-- EXTRACTED DATA follows --
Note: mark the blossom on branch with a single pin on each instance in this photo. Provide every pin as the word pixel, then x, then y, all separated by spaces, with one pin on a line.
-- EXTRACTED DATA concluded --
-- EXTRACTED DATA follows --
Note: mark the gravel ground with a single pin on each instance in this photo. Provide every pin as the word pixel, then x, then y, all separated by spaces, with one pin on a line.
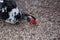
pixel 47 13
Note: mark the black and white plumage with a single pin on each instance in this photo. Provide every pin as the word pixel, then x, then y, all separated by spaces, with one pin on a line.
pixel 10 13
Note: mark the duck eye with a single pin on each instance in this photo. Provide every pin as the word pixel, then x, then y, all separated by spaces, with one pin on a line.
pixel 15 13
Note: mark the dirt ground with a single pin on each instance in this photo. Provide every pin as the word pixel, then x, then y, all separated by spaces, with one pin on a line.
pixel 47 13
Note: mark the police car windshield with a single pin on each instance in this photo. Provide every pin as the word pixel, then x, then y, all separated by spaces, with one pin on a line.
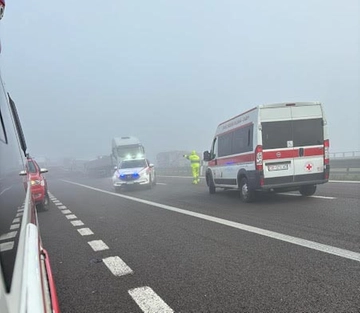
-- EXTRACTED DATA concluded --
* INSTRUCTIONS FOR THE TASK: Above are the records; please give again, exactly and in full, only the lines that run from the line with "Note: mark the gravel" through the line with "Note: mark the police", with no pictures.

* SOLUTION FOR THIS TASK:
Note: mark the gravel ground with a single pin on each instance in this photo. Provide every pin as the word pixel, then x, then y, all separated by spaces, with one pin on a line.
pixel 47 13
Note: mark the black and white plumage with a single pin on each instance in this photo. Provide every pin as the word pixel, then x, then y, all separated by spaces, with one pin on a line.
pixel 10 13
Note: mark the duck eye with a single pin on each instance in this photo. Provide every pin as the word pixel, then x, then y, all separated by spaces, with one pin on a line.
pixel 15 13
Note: mark the dirt ground with a single pin on each instance in this photo. Provide every pin as the word pixel, then x, then y, all separated by spaces, with one pin on a line.
pixel 47 13
Note: mark the police car windshield with a single pin on each instance in this photo. Provide every pin as the word pixel, then x, then y, all separated by spaces, with one pin on a line.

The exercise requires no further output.